>> Start Material shown
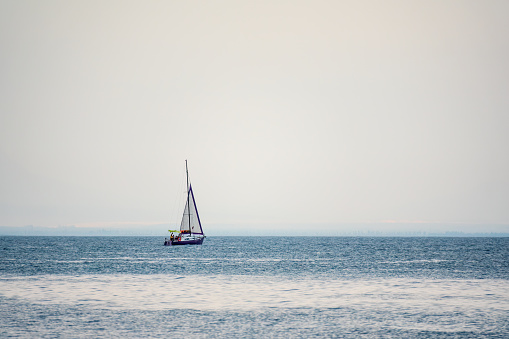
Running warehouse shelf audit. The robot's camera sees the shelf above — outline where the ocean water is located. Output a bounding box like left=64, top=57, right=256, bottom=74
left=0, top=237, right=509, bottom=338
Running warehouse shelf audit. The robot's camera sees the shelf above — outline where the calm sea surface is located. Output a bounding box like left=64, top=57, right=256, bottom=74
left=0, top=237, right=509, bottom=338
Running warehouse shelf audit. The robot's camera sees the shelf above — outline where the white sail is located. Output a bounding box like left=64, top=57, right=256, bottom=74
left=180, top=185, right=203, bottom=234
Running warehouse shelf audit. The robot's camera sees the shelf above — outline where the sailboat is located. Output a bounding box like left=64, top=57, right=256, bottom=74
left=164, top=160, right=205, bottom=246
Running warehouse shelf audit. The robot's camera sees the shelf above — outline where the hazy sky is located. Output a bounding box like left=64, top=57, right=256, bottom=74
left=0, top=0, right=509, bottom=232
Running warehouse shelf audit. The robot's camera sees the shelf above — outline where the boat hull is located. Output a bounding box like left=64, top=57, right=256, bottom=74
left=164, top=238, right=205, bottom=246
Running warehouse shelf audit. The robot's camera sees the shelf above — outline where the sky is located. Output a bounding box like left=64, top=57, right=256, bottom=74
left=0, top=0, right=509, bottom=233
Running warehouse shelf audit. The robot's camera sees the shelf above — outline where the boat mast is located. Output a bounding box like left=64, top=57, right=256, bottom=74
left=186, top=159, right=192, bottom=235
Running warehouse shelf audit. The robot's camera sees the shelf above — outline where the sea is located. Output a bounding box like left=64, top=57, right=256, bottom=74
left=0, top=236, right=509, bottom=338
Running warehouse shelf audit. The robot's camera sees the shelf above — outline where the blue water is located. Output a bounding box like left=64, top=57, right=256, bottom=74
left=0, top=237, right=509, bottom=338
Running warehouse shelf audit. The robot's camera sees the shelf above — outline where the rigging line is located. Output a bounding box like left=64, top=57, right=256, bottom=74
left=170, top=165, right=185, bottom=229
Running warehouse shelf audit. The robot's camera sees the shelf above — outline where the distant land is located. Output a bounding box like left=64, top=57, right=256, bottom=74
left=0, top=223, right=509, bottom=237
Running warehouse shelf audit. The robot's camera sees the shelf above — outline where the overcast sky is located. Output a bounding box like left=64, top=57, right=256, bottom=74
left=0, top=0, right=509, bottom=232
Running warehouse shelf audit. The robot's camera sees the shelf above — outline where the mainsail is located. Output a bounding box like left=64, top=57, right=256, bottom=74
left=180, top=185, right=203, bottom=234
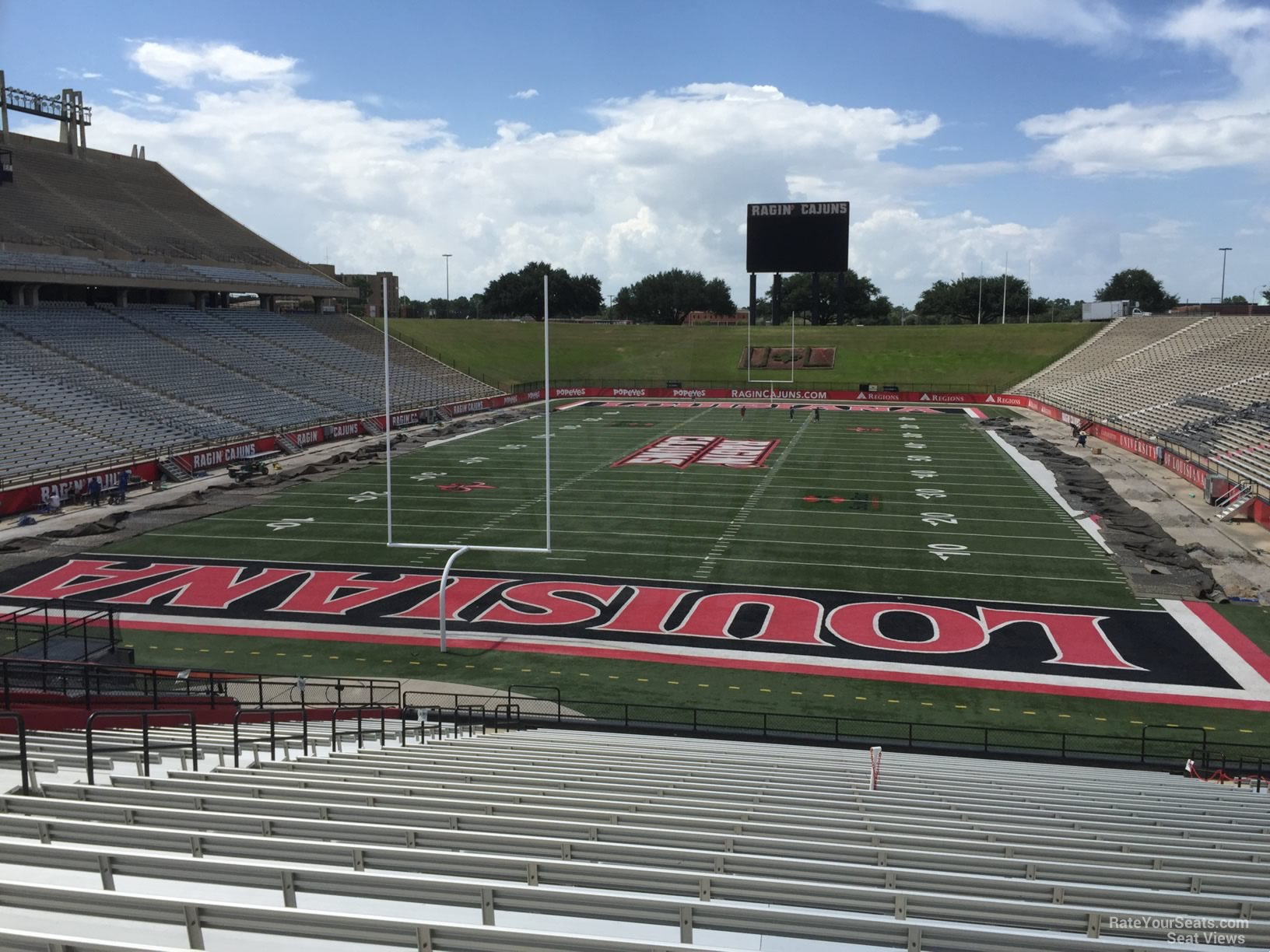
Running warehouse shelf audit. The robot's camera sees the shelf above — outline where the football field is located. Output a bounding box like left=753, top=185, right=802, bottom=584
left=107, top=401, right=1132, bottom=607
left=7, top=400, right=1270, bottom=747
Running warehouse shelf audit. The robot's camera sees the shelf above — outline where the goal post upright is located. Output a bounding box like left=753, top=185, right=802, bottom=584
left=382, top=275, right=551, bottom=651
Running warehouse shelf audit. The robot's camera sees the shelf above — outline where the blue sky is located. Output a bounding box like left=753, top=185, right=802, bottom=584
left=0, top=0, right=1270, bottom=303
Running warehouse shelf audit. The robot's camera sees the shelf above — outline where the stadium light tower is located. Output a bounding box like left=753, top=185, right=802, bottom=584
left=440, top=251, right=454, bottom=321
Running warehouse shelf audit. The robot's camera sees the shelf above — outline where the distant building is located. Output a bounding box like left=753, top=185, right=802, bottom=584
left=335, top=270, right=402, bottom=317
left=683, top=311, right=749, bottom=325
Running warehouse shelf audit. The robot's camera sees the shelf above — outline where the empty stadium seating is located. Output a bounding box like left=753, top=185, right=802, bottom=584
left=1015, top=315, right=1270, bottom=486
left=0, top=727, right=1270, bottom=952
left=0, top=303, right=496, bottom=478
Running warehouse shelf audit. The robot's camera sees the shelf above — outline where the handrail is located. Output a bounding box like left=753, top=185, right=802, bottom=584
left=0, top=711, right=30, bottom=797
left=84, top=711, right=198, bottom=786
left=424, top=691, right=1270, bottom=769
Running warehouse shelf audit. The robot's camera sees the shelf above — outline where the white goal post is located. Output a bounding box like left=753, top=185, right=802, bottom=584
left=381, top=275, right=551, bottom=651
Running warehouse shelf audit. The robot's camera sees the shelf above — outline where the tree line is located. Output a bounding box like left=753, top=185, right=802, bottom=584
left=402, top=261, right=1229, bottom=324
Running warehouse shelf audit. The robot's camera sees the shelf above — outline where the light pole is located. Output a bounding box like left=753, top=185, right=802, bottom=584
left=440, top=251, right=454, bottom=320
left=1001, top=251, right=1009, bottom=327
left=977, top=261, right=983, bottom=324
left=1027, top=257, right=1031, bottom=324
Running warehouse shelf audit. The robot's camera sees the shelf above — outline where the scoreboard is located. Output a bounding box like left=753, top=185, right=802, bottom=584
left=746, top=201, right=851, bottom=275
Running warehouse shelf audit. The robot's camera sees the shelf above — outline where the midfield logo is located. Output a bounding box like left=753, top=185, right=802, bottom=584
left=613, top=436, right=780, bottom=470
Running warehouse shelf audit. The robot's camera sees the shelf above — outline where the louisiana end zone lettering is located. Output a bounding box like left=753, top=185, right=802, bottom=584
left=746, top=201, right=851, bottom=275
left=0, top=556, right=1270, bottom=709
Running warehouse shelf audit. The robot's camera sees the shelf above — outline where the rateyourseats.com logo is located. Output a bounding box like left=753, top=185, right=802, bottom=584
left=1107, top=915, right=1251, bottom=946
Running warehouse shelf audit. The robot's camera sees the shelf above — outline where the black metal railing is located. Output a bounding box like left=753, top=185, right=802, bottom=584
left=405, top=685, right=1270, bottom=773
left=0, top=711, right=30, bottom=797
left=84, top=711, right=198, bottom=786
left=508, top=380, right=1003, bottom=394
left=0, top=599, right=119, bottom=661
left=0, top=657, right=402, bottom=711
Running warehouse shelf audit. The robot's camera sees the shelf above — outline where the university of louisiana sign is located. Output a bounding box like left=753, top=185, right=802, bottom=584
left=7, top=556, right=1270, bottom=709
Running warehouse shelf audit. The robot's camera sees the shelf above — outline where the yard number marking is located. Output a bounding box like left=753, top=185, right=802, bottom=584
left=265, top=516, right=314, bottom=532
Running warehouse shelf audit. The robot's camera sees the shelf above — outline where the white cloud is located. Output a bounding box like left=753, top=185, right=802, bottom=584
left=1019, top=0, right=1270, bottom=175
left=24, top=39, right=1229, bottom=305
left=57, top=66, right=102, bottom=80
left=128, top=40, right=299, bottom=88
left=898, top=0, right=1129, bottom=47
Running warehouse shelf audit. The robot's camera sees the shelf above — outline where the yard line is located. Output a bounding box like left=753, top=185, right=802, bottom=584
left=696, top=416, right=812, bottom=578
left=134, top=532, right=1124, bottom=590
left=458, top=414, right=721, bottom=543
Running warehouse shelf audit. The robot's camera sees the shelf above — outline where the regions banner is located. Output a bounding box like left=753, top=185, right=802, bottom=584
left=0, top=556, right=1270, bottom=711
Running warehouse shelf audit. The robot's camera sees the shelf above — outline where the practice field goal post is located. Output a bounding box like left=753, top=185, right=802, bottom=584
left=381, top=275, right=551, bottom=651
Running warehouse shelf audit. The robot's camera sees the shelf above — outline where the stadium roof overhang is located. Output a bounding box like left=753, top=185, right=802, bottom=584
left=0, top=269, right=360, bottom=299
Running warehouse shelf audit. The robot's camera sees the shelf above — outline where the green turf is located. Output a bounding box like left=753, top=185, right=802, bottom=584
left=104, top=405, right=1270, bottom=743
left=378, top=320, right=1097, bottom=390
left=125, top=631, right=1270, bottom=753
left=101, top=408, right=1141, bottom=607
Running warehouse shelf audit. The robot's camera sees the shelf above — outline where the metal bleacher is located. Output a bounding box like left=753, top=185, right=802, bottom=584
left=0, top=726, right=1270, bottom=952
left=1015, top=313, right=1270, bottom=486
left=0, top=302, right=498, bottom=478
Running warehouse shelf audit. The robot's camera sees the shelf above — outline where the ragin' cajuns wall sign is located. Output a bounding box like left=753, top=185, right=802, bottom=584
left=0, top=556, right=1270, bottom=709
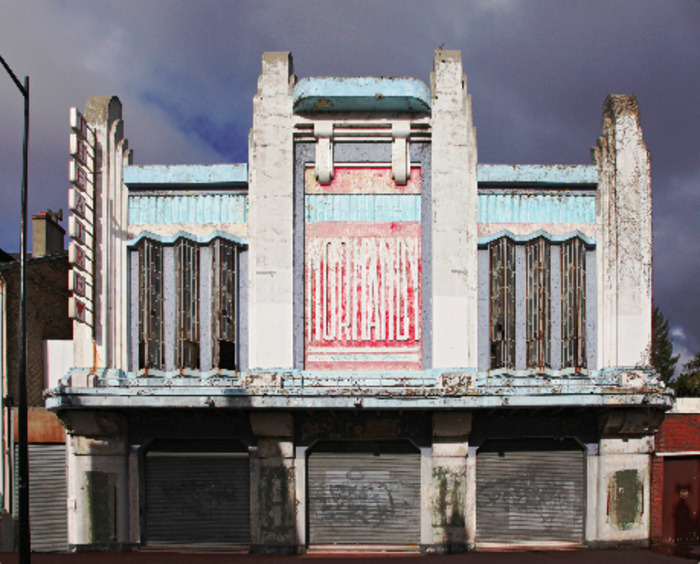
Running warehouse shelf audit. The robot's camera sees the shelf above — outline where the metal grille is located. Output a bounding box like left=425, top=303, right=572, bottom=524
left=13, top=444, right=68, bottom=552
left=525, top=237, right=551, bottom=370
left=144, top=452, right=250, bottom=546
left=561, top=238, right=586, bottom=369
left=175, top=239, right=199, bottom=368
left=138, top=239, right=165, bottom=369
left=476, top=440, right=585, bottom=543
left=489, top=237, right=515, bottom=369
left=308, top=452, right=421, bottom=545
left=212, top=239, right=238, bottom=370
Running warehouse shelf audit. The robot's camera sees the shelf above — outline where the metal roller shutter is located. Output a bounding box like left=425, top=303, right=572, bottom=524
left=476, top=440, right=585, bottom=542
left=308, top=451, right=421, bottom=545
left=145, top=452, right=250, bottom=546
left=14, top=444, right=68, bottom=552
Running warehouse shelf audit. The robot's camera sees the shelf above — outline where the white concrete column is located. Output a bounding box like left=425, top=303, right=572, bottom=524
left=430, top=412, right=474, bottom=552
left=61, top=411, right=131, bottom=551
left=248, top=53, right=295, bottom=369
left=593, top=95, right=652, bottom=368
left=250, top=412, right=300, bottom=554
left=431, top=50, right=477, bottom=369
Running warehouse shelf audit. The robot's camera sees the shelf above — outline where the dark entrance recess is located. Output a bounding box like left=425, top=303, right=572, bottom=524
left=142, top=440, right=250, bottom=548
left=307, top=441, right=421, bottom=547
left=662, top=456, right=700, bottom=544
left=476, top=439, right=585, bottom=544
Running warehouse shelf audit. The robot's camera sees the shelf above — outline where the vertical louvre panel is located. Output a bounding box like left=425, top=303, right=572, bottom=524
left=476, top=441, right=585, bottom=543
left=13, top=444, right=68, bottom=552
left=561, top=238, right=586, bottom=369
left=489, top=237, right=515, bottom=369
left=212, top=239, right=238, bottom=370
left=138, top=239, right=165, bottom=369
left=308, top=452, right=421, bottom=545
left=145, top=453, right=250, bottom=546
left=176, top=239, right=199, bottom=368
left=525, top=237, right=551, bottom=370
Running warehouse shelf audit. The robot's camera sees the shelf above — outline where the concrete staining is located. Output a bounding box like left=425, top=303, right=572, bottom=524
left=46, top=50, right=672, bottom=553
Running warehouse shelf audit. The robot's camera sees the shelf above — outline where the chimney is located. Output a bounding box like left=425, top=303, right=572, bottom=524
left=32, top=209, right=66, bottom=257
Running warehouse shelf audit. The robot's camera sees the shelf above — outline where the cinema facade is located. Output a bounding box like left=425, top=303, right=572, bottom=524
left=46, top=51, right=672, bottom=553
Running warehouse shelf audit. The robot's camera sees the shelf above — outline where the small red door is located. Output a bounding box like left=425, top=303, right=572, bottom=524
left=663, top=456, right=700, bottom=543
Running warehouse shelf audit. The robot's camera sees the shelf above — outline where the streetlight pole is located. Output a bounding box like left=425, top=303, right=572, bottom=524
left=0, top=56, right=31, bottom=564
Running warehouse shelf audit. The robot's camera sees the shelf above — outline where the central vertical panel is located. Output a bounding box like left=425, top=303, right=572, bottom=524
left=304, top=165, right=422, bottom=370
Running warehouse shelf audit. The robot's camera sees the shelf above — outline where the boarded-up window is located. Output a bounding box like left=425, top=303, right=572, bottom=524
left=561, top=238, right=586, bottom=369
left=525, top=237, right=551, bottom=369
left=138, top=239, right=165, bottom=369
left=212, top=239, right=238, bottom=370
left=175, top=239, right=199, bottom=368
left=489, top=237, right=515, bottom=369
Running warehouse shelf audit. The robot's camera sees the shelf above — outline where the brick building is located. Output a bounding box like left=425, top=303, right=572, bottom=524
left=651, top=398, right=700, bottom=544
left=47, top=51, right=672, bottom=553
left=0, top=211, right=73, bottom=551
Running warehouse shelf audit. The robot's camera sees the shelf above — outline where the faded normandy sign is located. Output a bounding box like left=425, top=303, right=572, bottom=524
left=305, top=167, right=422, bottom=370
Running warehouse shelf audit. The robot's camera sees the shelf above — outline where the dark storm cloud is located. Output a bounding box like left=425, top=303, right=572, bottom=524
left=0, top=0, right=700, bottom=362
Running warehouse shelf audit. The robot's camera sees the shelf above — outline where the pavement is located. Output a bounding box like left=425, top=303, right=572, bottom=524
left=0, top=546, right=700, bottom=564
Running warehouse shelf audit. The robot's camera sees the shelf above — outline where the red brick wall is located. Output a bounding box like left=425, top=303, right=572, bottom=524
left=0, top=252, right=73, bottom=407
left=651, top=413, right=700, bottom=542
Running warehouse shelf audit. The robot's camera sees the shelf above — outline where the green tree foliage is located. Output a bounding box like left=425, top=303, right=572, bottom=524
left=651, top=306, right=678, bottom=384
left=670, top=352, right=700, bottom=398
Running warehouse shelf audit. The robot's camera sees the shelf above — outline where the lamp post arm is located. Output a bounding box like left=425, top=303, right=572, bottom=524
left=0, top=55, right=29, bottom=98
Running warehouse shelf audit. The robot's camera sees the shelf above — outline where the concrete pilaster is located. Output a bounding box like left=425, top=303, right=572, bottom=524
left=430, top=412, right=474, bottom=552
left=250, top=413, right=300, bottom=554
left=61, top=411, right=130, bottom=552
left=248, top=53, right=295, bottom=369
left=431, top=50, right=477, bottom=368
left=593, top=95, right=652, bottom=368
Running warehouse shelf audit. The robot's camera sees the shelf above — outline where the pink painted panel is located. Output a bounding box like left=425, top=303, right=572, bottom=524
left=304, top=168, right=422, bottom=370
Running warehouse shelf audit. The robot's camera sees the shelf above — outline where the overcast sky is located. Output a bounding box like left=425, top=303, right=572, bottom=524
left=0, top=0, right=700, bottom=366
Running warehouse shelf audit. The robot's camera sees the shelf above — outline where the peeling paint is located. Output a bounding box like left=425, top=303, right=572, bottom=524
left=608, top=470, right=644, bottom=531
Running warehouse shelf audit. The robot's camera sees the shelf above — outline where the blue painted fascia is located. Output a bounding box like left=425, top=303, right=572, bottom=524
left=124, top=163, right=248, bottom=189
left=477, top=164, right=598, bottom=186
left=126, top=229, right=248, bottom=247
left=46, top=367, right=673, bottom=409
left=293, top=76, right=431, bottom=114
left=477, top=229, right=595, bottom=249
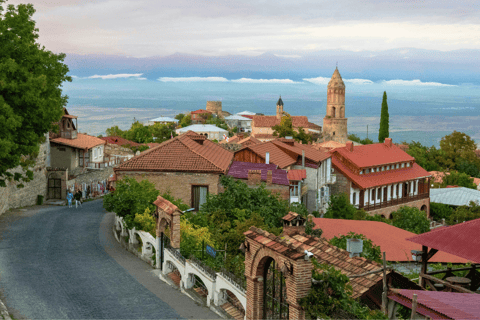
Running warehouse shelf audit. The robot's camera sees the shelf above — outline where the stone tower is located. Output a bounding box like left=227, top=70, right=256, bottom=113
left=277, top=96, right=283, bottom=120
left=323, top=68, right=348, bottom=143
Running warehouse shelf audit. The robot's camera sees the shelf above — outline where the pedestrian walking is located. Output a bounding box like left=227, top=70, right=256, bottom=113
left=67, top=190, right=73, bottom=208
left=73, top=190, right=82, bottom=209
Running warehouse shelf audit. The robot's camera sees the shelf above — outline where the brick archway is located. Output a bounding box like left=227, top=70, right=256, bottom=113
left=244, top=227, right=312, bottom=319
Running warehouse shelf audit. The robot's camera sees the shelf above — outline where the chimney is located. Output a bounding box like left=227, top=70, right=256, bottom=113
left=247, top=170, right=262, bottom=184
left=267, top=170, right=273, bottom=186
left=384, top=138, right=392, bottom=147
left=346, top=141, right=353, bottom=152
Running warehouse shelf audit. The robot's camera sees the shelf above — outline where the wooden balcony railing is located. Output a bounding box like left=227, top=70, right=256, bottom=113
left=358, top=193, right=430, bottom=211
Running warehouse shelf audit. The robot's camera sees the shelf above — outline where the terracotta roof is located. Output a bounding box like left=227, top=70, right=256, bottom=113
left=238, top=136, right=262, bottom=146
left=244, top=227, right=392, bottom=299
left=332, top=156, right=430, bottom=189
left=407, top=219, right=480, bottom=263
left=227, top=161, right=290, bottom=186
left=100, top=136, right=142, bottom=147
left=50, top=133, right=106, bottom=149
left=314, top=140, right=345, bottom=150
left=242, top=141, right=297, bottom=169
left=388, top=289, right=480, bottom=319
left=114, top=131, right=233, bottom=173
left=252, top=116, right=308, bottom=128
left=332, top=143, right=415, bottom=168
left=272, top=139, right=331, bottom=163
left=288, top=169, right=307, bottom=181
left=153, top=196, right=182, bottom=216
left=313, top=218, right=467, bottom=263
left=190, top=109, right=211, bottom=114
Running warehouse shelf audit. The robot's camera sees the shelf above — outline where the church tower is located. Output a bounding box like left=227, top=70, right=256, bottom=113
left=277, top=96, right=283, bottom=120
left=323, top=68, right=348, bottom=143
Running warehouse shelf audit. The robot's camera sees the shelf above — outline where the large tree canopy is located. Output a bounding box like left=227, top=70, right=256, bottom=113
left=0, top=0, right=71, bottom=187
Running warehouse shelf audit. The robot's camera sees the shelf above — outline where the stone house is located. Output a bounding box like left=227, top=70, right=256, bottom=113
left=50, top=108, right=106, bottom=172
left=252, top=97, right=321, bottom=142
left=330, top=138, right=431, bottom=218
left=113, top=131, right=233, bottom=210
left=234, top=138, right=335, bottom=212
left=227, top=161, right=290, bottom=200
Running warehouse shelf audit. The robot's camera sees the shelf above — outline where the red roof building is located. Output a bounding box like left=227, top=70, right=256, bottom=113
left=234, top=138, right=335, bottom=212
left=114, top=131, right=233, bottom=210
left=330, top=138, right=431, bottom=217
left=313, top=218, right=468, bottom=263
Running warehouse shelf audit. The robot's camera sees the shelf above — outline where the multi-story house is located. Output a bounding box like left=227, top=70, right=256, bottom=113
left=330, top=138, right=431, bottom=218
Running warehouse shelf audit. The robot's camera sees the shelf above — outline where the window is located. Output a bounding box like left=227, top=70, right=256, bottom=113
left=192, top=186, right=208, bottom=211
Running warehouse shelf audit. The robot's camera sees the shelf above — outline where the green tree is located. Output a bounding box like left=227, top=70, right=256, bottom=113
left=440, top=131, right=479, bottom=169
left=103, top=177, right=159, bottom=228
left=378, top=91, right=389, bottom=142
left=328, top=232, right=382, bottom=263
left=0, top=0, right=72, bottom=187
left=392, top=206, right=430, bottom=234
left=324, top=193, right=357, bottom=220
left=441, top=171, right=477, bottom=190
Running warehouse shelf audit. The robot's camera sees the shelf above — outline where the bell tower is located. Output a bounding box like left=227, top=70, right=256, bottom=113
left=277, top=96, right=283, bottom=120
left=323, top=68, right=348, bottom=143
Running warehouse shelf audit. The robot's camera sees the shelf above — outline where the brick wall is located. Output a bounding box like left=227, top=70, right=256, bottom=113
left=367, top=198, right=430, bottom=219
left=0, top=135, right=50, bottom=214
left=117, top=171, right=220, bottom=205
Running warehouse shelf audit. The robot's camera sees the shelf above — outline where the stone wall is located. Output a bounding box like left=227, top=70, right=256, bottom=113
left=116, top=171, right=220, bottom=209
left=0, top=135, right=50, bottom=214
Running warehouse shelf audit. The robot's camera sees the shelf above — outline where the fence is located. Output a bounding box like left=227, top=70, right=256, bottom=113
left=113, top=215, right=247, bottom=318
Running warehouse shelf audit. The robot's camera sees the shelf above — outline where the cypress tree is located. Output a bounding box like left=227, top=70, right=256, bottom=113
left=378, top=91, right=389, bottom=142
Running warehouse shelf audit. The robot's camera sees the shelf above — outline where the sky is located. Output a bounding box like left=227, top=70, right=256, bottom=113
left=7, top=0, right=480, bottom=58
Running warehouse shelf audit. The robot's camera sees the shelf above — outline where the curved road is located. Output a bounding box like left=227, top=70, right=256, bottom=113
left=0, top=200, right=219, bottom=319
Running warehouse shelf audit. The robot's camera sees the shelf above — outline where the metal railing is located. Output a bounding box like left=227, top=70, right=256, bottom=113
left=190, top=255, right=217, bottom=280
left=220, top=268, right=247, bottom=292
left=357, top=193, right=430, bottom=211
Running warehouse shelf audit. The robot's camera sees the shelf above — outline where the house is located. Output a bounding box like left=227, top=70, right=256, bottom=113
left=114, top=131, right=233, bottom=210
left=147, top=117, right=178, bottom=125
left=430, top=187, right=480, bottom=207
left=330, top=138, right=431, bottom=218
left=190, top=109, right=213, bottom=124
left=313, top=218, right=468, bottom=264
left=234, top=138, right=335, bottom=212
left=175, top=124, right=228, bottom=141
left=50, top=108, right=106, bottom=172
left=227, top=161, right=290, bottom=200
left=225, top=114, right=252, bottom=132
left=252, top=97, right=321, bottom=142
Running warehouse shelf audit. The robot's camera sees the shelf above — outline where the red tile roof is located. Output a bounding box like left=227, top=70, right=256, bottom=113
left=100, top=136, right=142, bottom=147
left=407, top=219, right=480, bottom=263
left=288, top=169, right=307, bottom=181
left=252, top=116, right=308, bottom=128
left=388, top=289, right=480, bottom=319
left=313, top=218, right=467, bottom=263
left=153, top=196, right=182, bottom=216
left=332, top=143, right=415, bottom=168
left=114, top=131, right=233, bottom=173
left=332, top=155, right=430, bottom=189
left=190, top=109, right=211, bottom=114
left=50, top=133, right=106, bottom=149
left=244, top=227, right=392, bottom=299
>> End Material shown
→ **Task to carry out**: Arrange the lines of the entries above as a numbered list, leaving out any blank lines. Begin at the line that contains "the dark storm" and stop after the line that contains "left=0, top=55, right=29, bottom=98".

→ **Written solution**:
1. Running warehouse shelf audit. The robot's camera sees the shelf above — outline where the dark storm cloud is located. Output a bounding box like left=425, top=303, right=572, bottom=524
2. left=0, top=0, right=700, bottom=362
3. Running warehouse shelf audit. The robot's camera sees the shelf above — outline where the pavement is located. Output a bounding box like left=425, top=303, right=572, bottom=524
4. left=0, top=546, right=700, bottom=564
5. Running warehouse shelf audit. The robot's camera sees the shelf above — outline where the red brick wall is located. Output a bounding box like left=425, top=303, right=572, bottom=524
6. left=0, top=252, right=73, bottom=407
7. left=651, top=413, right=700, bottom=542
8. Running warehouse shelf audit. The robot's camera sees the shelf above — outline where the green tree foliage is located. Output a bounding box like left=425, top=303, right=572, bottom=524
9. left=651, top=306, right=678, bottom=384
10. left=670, top=352, right=700, bottom=398
11. Running warehouse shelf audit. The robot's camera sees the shelf above — outline where the lamp post arm is located. Output a bounding box like left=425, top=303, right=572, bottom=524
12. left=0, top=55, right=29, bottom=98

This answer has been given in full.